§ EXCERPTED PASSAGE:
The easiest thing, parallel to what you’re doing with linear velocity, is to use a linear predictor on angular velocity.

If you have two quaternions, q_0 and q_t, representing global orientations that are t seconds apart, you can compute the finite difference between the two quaternions and use that to find an angular velocity that can be used for extrapolation.

1. Make sure that the inner-product between q_0 and q_t is non-negative. If it’s negative, negate all the components of one of the quaternions. This makes sure that we’re not trying to go the long way around. If your bodies are rotating really fast relative to your sampling, this is a problem and you’ll need a more complicated model that accounts for the previous angular velocity and makes assumptions about maximum possible acceleration. We’ll assume that’s not the case.
2. Then we compute the relative difference quaternion. dq = q_t * q_0′ (where q_0′ is the quaternion rotational inverse/conjugate). If you have the luxury of having fixed-sized steps, you can stop here and predict then next orientation t seconds into the future: q_2t = dq*d_t.

§ WRITTEN EXERCISE 1: Rewrite the quaternion extrapolation text from "1. Make sure" to "not the case.", swapping "inner-product" for "dot product".
§ WRITTEN EXERCISE 2: In the quaternion extrapolation text, why should all components of one quaternion be negated when the inner product between q_0 and q_t is negative?
§ WRITTEN EXERCISE 3: Continue the text on extrapolating orientation with quaternions from the point where it stops.
The items play no part in this work.

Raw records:
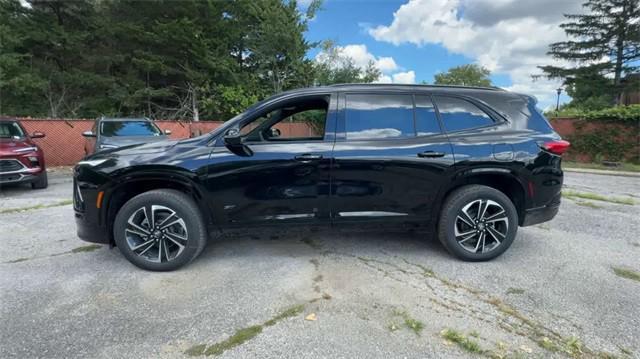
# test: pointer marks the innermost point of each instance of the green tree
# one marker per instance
(334, 67)
(193, 59)
(604, 41)
(465, 75)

§ TASK RESPONSE 1:
1. Make sure that the dot product between q_0 and q_t is non-negative. If it’s negative, negate all the components of one of the quaternions. This makes sure that we’re not trying to go the long way around. If your bodies are rotating really fast relative to your sampling, this is a problem and you’ll need a more complicated model that accounts for the previous angular velocity and makes assumptions about maximum possible acceleration. We’ll assume that’s not the case.

§ TASK RESPONSE 2: Negating one quaternion when the inner product is negative makes sure the computation isn't going the long way around.

§ TASK RESPONSE 3:
3. If we can’ step forward by integer multiples of t, we compute the angle of rotation from dq. Quaternions and angular velocities are both variations on “axis-angle” representations of changes in orientation. If you rotate by Θ around unit-length axis [x,y,z], then the quaternion representation of that is q = [cos(Θ/2), sin(Θ/2)x, sin(Θ/2)y, sin(Θ/2)z] (using the quaternion convention where the w component comes first). If you rotate by Θ/t around axis [x,y,z], then the angular velocity is v = [Θx,Θy,Θz]/t. So v = Θ[q.x,q.y,q.z]/(t||[q.x,q.y,q.z]||). We can compute the angle two ways: Θ = 2acos(q.w) = 2asin(||[q.x,q.y,q.z]||). These will always be the same because of step 1. Numerics make it nicer to use sine since we need to find m = ||[q.x,q.y,q.z]|| anyway for the next step.

4. If m is large enough, then we just find the angular velocity:

   v = 2asin(m)[dq.x,dq.y,dq.z]/(m*t)

   However, if m‘s not large enough, we’ll face numeric issues trying to divide by near-zero. So programmers will use the Taylor expansion of the sinc() function around zero, which happens to be very accurate in this case. Remember that m = sin(Θ/2). With m<1e-4, we can accurately compute asin(m)/m = 6/(6-m*m). Then you just need to multiply the result by 2*[dq.x,dq.y,dq.z]/t and you have your angular velocity. Phew.

5. Extrapolating is then a matter of multiplying your angular velocity times the time that has passed. Then you go backwards, converting the angular change to a quaternion and multiplying it onto q_t.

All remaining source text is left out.